• **Goal**
Can you recast every line of the listing below as a Markdown table with two columns, No. for the row number and Text for the line, leaving out any blank lines?

▼

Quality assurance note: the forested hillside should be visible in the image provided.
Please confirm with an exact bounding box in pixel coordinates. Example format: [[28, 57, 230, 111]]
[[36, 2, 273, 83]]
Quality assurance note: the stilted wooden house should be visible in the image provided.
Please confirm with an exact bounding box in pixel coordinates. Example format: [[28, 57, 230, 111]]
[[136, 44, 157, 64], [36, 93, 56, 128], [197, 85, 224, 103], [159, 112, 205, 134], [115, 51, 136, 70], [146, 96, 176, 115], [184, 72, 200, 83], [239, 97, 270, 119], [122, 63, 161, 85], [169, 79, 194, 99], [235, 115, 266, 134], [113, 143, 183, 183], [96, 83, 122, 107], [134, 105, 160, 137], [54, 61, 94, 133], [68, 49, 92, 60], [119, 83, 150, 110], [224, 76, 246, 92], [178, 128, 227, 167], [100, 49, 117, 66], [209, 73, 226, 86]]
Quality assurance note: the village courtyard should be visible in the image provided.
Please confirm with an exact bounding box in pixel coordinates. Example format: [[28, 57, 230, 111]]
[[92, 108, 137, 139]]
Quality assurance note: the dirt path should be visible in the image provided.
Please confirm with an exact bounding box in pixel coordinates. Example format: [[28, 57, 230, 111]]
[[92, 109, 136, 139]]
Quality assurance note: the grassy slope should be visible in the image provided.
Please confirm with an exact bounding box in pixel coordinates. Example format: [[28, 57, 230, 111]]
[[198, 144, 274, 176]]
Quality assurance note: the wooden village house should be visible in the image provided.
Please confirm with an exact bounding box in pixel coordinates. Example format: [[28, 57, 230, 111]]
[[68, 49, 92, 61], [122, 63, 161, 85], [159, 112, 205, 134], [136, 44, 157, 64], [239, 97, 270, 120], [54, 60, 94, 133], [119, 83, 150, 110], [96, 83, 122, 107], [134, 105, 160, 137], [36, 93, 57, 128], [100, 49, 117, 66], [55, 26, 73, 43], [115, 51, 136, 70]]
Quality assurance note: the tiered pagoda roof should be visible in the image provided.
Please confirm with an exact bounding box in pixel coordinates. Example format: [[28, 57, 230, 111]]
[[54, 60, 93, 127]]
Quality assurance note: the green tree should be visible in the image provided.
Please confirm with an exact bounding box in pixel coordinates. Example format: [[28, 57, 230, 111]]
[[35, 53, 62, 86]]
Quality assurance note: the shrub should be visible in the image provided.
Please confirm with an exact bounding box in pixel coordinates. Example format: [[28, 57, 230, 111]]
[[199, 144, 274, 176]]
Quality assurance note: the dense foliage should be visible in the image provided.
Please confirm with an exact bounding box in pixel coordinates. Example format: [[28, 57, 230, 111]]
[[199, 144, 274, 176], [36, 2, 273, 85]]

▲

• **The reply**
| No. | Text |
|---|---|
| 1 | Quality assurance note: the forested hillside should be visible in the image provided. |
| 2 | Please confirm with an exact bounding box in pixel coordinates. Example format: [[28, 57, 230, 111]] |
| 3 | [[36, 2, 273, 83]] |
| 4 | Quality assurance note: the stilted wooden house should be visible in the image provided. |
| 5 | Please confirm with an exact bounding box in pixel coordinates. Example format: [[28, 57, 230, 111]] |
| 6 | [[136, 44, 157, 64], [36, 93, 56, 128], [197, 85, 224, 103], [159, 112, 205, 134], [115, 51, 136, 70], [146, 96, 176, 115], [184, 72, 200, 83], [239, 97, 270, 119], [122, 63, 161, 85], [169, 79, 194, 99], [235, 115, 266, 134], [113, 143, 183, 183], [96, 83, 122, 107], [134, 105, 160, 137], [54, 61, 94, 133], [68, 49, 92, 60], [119, 83, 150, 110], [224, 76, 246, 92], [178, 128, 227, 167], [100, 49, 117, 66], [209, 73, 226, 86]] |
| 7 | Quality assurance note: the village courtyard should be visible in the image provided. |
| 8 | Please confirm with an exact bounding box in pixel coordinates. Example format: [[28, 57, 230, 111]] |
| 9 | [[92, 108, 137, 139]] |
| 10 | Quality assurance note: the dirt path should be visible in the image provided. |
| 11 | Please confirm with an exact bounding box in pixel coordinates. Example format: [[28, 57, 230, 111]] |
| 12 | [[92, 109, 136, 139]] |
| 13 | Quality assurance note: the grassy slope should be visible in the image provided. |
| 14 | Please confirm with an exact bounding box in pixel coordinates. Example format: [[28, 57, 230, 111]] |
| 15 | [[198, 144, 274, 176]] |
| 16 | Quality assurance note: the wooden village house should be visible in the image provided. |
| 17 | Please confirm with an exact bounding box in pixel coordinates. Example format: [[28, 57, 230, 111]] |
| 18 | [[68, 49, 92, 61], [122, 63, 161, 85], [159, 112, 205, 134], [136, 44, 157, 64], [239, 97, 270, 120], [54, 60, 94, 133], [119, 83, 150, 110], [96, 83, 122, 107], [134, 105, 160, 137], [36, 93, 57, 128], [100, 49, 117, 66], [55, 26, 73, 43], [115, 51, 136, 70]] |
| 19 | Quality assurance note: the tiered pagoda roof should be visible in the image provided. |
| 20 | Please confirm with an exact bounding box in pixel coordinates. Example format: [[28, 57, 230, 111]] |
| 21 | [[54, 60, 93, 127]] |
| 22 | Quality assurance note: the green tree should be visible in the image provided. |
| 23 | Please confirm with an exact bounding box in pixel coordinates. Example format: [[28, 57, 230, 111]] |
| 24 | [[35, 53, 62, 86]] |
| 25 | Quality assurance note: the shrub should be visible in the image provided. |
| 26 | Please confirm with an exact bounding box in pixel coordinates. Example format: [[28, 57, 230, 111]] |
| 27 | [[199, 144, 274, 176]] |
| 28 | Quality assurance note: the dense foliage should be visible in the image provided. |
| 29 | Please confirm with an exact bounding box in pixel coordinates. Example format: [[28, 57, 230, 111]] |
| 30 | [[199, 144, 274, 176], [36, 2, 273, 85]] |